* start EXCERPT *
Re: [Dovecot] Dotlock dovecot-uidlist errors / NFS / High Load

2011-03-24 Thread list
Timo  friends,

We have not posted in a long time regarding this issue, but I wanted to
update everyone that it was indeed an NTP issue.  We have since put
together stratum 2 servers on physical hardware (as opposed to virtual
machines) which now act as the source for our cluster of dovecot machines
and everything is working flawlessly.  I just wanted to give my thanks to
everyone that helped us trouble shoot this issue and show my gratitude for
such a great community!
* end EXCERPT *
## STATED EXERCISE A
According to the forum post, what kind of issue turned out to be the cause of the problem?
The forum post and the rows that come after it were drawn from unrelated sources.
* start GIVEN ENTRIES *
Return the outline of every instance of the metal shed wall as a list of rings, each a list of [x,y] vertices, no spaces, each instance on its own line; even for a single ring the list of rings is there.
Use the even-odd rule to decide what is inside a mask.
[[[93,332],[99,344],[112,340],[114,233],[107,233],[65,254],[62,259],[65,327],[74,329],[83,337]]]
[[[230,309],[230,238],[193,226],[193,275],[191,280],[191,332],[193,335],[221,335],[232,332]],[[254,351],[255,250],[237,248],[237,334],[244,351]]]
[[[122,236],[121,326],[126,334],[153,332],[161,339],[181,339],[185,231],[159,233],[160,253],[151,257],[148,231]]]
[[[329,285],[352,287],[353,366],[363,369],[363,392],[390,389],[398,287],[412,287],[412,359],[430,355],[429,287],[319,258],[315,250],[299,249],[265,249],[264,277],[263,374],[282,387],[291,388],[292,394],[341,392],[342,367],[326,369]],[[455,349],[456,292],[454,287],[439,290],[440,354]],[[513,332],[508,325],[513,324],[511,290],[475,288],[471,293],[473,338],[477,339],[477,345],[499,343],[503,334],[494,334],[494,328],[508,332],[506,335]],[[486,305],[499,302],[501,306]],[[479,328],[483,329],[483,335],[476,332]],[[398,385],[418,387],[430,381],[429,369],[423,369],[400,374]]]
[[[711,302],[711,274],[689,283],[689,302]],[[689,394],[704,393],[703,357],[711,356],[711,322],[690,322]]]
* end GIVEN ENTRIES *
## STATED EXERCISE B
Rename "instance" to "occurrence" in the rows, starting at the first line and ending at the line that contains "Use the even-odd", and reproduce only those lines with everything else unchanged.

## FULL ANSWER A
It was an NTP issue.

## FULL ANSWER B
Return the outline of every occurrence of the metal shed wall as a list of rings, each a list of [x,y] vertices, no spaces, each occurrence on its own line; even for a single ring the list of rings is there.
Use the even-odd rule to decide what is inside a mask.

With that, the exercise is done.